**PROBLEM REQUIREMENTS**
Continue the essay on the qualities a national leader should have, starting right after its last heading.

**SOURCE DOCUMENT**
────

2. A leader must be vocal, never silent.

There are many people in Philippine journalism who tirelessly fought against media censorship. We all know of the woman who persistently sought the truth in stories that revealed the inhumane practice of extrajudicial killing in our country even if it convicted her of several cases. Like many journalists, she also received many threats against her life, but rather than silencing her, her voice became louder in the fight for justice. In 2021, she received a Nobel Peace Prize and said, “Every day, I live with the real threat of spending the rest of my life in jail because I’m a journalist.”
All leaders would eventually face a state of affairs where they would have the choice to withhold the truth, remain silent, and say nothing at all. It is this moment that determines their righteousness as a leader whose decisions will affect a whole country. Being vocal is crucial. It is where social awareness and important conversations begin. People will listen as well as their views will be heard.
In times of adversity, people need to hear the voices and feel the presence of those who made promises to work in service of the country. There will always be questions, scrutiny, and demands from the people, and it is the duty of a leader to address them instead of blindly leading according to his own notion.
To quote Tim Robbins, “When you have a person in power who punishes people for speaking their mind, it’s truly dangerous.”

3. A leader has a platform and carries it out as promised.

During campaign period, candidates ask people for their vote using their platforms, promises, and plans for the country. They are often asked of a time frame where we can expect to feel the change of wind brought by their leadership. Promises are what people rely on, but this is not the sole reference we have for determining their capabilities. They have credentials, experiences, and backgrounds that must be taken into account. Clearly, it is wiser to trust the candidates with a reputation of fulfilling their duties than those that do not.
These platforms are carefully designed plans created based on the country’s current state. From this we can decipher where the candidate’s focus lies, how aware they are of the needs of the Philippines, and what lives the Filipinos will be living during their term. What disrespect would it be if these objectives will merely come after the position has been handed to the next president, when it is one of the few ways they can show compassion to the people. The Philippines is worthy of a leader that plans ahead and works hard to shape the country into the place they promised it to be.

4. A leader is equal to the people they serve.

────

**STORED RECORDS**
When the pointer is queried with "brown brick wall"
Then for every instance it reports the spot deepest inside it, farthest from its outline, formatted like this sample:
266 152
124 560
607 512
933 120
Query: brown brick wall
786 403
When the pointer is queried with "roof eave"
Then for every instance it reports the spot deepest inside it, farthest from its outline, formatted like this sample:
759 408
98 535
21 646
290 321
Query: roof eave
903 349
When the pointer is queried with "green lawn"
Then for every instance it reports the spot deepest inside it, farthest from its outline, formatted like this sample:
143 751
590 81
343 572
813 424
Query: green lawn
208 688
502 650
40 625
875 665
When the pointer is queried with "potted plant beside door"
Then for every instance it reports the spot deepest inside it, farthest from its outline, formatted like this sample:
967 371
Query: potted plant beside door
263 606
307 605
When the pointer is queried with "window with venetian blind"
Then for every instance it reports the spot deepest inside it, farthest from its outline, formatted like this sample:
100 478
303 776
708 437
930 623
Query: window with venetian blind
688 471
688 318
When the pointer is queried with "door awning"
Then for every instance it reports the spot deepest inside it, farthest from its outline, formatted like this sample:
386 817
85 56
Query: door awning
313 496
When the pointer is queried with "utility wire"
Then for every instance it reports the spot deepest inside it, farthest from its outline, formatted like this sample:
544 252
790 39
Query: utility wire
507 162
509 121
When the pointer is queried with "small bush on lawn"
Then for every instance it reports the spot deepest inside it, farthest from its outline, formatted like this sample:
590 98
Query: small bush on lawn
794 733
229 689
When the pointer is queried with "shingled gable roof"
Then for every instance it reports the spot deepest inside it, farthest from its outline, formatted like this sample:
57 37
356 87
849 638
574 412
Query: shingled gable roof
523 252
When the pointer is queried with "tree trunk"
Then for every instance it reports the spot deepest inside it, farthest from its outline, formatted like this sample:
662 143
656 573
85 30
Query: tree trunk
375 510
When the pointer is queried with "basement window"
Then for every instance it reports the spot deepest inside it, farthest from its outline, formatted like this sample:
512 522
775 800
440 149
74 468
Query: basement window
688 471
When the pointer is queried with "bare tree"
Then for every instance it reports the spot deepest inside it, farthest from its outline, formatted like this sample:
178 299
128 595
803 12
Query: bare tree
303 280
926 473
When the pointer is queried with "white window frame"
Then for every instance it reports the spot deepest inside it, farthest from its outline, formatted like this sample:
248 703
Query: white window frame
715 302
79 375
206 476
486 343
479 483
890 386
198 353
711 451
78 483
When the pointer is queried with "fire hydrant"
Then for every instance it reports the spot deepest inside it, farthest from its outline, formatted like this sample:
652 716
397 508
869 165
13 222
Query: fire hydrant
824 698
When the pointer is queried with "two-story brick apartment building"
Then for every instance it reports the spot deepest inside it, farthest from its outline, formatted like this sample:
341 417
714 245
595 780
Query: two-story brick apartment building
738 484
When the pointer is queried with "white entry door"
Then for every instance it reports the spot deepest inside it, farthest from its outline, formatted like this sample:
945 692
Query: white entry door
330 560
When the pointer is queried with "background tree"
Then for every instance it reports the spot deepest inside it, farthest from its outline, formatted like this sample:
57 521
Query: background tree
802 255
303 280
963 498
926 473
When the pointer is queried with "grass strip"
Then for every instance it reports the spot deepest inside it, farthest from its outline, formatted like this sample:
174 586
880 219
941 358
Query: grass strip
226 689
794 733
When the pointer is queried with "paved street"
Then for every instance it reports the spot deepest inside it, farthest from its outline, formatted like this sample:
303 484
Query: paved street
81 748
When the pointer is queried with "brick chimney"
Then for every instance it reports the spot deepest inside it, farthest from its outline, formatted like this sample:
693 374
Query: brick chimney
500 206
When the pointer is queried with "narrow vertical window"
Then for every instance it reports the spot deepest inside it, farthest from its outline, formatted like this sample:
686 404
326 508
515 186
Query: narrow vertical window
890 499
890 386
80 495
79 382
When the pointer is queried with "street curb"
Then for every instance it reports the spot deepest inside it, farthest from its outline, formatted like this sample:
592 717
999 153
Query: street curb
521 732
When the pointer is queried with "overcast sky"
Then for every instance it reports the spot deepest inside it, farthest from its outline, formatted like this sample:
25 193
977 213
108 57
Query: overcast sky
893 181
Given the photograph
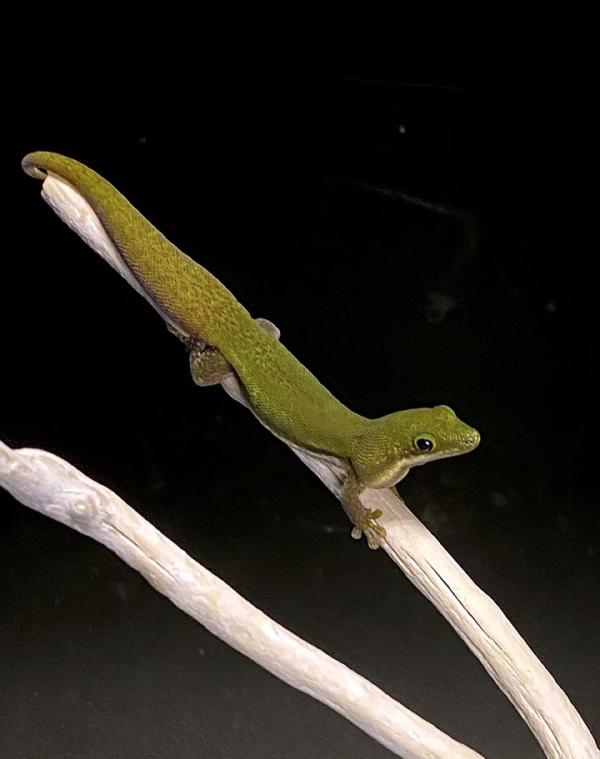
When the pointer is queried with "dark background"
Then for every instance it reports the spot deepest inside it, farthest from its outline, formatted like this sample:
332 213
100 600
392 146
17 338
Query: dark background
418 240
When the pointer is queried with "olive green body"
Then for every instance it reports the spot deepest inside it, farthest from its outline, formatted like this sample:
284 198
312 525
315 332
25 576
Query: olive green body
283 394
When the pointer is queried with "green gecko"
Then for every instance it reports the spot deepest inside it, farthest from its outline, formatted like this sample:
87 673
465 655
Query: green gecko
223 338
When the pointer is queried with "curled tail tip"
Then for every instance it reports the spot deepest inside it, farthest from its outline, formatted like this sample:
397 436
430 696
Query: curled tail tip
40 162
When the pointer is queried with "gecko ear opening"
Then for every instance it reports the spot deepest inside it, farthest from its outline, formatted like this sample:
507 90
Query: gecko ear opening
373 469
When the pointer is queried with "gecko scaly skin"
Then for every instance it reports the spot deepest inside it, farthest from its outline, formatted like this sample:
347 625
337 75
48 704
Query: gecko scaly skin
223 337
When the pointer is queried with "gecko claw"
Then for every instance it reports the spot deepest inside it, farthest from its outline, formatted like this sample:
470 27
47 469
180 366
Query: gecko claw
373 531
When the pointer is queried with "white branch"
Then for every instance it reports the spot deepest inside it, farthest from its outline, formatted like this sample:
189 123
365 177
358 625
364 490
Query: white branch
57 489
477 619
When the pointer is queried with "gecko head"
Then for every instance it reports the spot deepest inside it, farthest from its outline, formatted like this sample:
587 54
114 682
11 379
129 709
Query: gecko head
393 444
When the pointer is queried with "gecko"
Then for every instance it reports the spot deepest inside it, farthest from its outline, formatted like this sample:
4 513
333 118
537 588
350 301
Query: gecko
223 338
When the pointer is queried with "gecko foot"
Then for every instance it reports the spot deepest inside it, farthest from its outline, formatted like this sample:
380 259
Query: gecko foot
368 525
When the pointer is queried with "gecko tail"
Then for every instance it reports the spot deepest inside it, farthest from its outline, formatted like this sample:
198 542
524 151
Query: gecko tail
186 295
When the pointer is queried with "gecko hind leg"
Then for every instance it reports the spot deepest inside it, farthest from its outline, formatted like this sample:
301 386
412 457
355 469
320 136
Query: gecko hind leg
209 366
363 518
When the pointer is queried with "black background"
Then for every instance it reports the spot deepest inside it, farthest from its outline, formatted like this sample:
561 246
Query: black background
346 208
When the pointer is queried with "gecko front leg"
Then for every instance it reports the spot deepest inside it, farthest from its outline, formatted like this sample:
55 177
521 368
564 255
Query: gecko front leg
363 518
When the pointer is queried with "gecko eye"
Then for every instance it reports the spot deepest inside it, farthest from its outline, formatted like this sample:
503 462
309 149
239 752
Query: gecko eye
424 444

────

**WRITTEN REPLY**
An individual does not assume leadership position by themselves. It is with the trust of the people that they are given the opportunity to serve the public. Elected leaders that carry themselves with humility and sees themselves in the people they serve understand their role as representatives for all Filipinos. They show malasakit to all marginalized sectors instead of merely focusing on those that would give them the most traction.
Leaders do not owe favors to the public. Just like any other worker, their duty is to adhere to the needs of the citizens of our country and not be swayed by power or greed—it is quite literally in their job description. They stand beside citizens, not above them with the opportunity to trample over their rights. A leader like this would hear the even the faintest of cries in the slums, acknowledge it, and would reshape governance to be in favor of all social classes.
“When we put Filipino people at the deepest heart of our efforts, that’s when we can bring real and lasting change to this country.” There must be no room in the government for leaders who use their positions for personal agendas, only genuine individuals with empathy and kind hearts that will tirelessly fight for the Filipinos.

5. A leader actively lives by example, even when they are not a leader.

Every leader has lived a life before and after their leadership. By observing these smaller but equally significant moments in their lives, we see the consistency—or lack thereof—in their actions. I’ve mentioned how the campaign period is used to win the votes of the people. Silent candidates suddenly rumble in their running positions, idle hands get to work, and absentees suddenly resurface. There are some who have been earnestly serving the public away from the spotlight, and there are others who only show up when it is necessary to secure them a position.
A leader who lives by example is no different when they are not a leader. Their principles remain the same, and their desire for the greater good remains evident. There is no mask to put on before the curtains open or gloss to shine their horrid intentions. Instead, they live merely as servant leaders with a track record that reflects what they stand for.
            “Maraming matitino at mahuhusay na local officials pero hindi masyadong napapansin. They are usually the ones who do not call to much attention to themselves, are simple and humble. Walang masyadong bravado at nagtatrabaho ng tahimik.”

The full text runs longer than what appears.